══ TEXT TO READ

4.3 \(\epsilon \)-Splitting and Dynamic L Setting

Privacy parameter ( \(\epsilon \) ) splitting. As mentioned above, the servers add noise \(r \sim \mathbf{Lap }^{d}(\lambda )\) to a d-dimensional sum. This works in many cases. However, sometimes we want to apply different noise levels to each dimension. For example, when we use k-means for clustering, we should calculate the sum of and the count of each class to get the mean of these records. As the sensitivity of the records and the sensitivity of the count of each class are different, it is reasonable to add noise of different levels to them. PEM allows users to specify different privacy parameters to different dimensions. Specifically, users can assign privacy parameter as \([d_1: \epsilon _1, d_2: \epsilon _2, \dots , d_k: \epsilon _k]\) where \(d_i\) is the subset of dimensions, as long as \(\forall _{i,j} d_i \cap d_j = \emptyset \), \(\cup _{i}d_i = \{1,2,\dots ,d\}\) and \(\sum _{i=1}^k \epsilon _i = \epsilon \). Servers automatically compute the amount of noise according to the manner of \(\epsilon \) splitting.

Dynamic sensitivity (\({{\varvec{L}}}\)) setting. PEM splits the \(\epsilon \)(s) equally to each iteration in advance, and thus the noise levels of different iterations can be calculated independently according to the sensitivity L and other parameters. However, sometimes the vectors to be added up from the clients may change over iterations, leading to a change of the sensitivity. In this case, L is set dynamically over each iteration, making the servers generate noise of different levels. PEM allows users to specify L for each iteration. Then the \(\lambda \) will change accordingly and the servers will update the level of noise automatically.

4.4 Automatically Computing the Noise Level (\(\lambda \))

A key feature of PEM is the automatical computation of \(\lambda \) based on user settings, such as \(\epsilon \) and L. As mentioned, each server generates noise following Laplace noise \(\mathbf{Lap }^{d}(\lambda )\), where \(\lambda \) is the noise level. In PEM, the servers automatically compute the noise level according to iteration count T, \(\epsilon \) and L. As different parameter setting means different ways to generate noise, we consider the following cases:

  • In the simplest case, where there is no \(\epsilon \) -splitting or dynamic L setting, each server \(S_j\) computes \(\lambda = T \cdot L / \epsilon \) and generates noise \(\mathbf r _j = \mathbf{Lap }^{d}(\lambda )\).

  • If \(\epsilon \)-splitting is specified, i.e., the privacy parameter is assigned as \([d_1: \epsilon _1, d_2: \epsilon _2, \dots , d_k: \epsilon _k]\), each server \(S_j\) computes \(\lambda _k = T \cdot L_k / \epsilon _k\) where \(L_k\) is the sensitivity of elements in \(d_k\) and generates noise \(\mathbf r _j = [\mathbf r _{j,1}, \mathbf r _{j,2}, \dots , \mathbf r _{j,k}] = [\mathbf{Lap }^{|d_1|}(\lambda _1), \mathbf{Lap }^{|d_2|}(\lambda _2), \dots , \mathbf{Lap }^{|d_k|}(\lambda _k)]\).

  • If dynamic L setting is specified, i.e., the sensitivity of iteration t is L(t), each server \(S_j\) computes \(\lambda (t) = T \cdot L(t) / \epsilon \) and generates noise \(\mathbf r _j = \mathbf{Lap }^d(\lambda (t))\).

════

> [WORK TO COMPLETE]:
A) According to the PEM passage, what value of λ does each server compute when neither ε-splitting nor dynamic L setting is used?
B) Extend the PEM passage beyond its final bullet.
The entries that come next are separate material, unrelated to the PEM passage.

══ RAW RECORDS

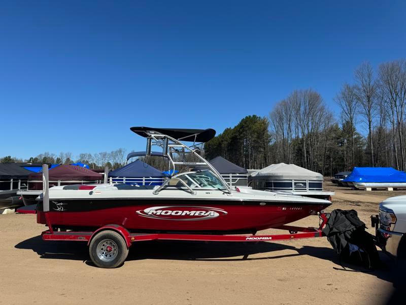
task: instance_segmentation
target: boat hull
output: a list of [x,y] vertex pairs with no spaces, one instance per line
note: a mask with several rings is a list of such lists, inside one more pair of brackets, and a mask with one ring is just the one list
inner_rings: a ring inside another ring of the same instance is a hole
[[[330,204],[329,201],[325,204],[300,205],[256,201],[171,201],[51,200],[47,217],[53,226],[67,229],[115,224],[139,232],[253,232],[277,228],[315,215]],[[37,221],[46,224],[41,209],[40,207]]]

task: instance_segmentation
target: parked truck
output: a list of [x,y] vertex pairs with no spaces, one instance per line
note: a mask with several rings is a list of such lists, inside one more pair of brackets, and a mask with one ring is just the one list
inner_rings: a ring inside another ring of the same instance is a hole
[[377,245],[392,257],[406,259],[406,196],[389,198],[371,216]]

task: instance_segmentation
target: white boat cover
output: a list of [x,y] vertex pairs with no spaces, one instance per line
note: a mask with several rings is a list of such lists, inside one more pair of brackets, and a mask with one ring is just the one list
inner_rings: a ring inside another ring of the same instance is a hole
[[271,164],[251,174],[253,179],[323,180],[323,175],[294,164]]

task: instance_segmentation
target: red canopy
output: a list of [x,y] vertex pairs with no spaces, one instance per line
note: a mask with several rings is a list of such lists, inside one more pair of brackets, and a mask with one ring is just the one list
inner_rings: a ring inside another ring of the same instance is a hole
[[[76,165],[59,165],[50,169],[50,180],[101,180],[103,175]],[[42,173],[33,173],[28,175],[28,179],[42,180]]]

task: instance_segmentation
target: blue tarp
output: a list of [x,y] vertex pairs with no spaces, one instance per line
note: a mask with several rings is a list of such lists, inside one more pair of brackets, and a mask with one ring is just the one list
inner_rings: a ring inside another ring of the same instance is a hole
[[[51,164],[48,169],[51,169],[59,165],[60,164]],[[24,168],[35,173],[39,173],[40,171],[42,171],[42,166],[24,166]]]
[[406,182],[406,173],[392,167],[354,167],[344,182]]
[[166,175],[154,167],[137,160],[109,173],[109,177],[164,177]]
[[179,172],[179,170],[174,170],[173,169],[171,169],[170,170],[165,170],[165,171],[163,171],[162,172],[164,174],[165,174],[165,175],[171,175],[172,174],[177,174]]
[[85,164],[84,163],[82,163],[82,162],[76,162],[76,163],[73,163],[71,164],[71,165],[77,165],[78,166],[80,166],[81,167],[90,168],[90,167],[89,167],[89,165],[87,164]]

════

> [ANSWERS TO THE EXERCISES]:
A) Each server computes λ = T · L / ε.

B)
4.5 Optimizations

PEM is a federated system across multiple administrative domains. To handle the privacy-related requirements, we make the following extensions.

Extending servers to clusters. Although these operations are simple, we can still accelerate them to make PEM more efficient. We can extend each server to a cluster (e.g., a Spark cluster) to parallize the communications and computations such that the servers are unlikely to be bottlenecks.

Handling client failures. If a server does not hear from a client for an extended period, it informs the aggregator about the client’s failure, and the aggregator notifies all servers to remove the client.

Intuitive configurations and programing interfaces. The application developers only need to provide a few intuitive parameters, such as the sensitivity L, privacy strength \(\epsilon \), and the switch of sparse vector technique. PEM automatically determines other settings. The programmers only need to implement three functions: init, mapInClient and reduceInAggregator (see Sect. 6 for details).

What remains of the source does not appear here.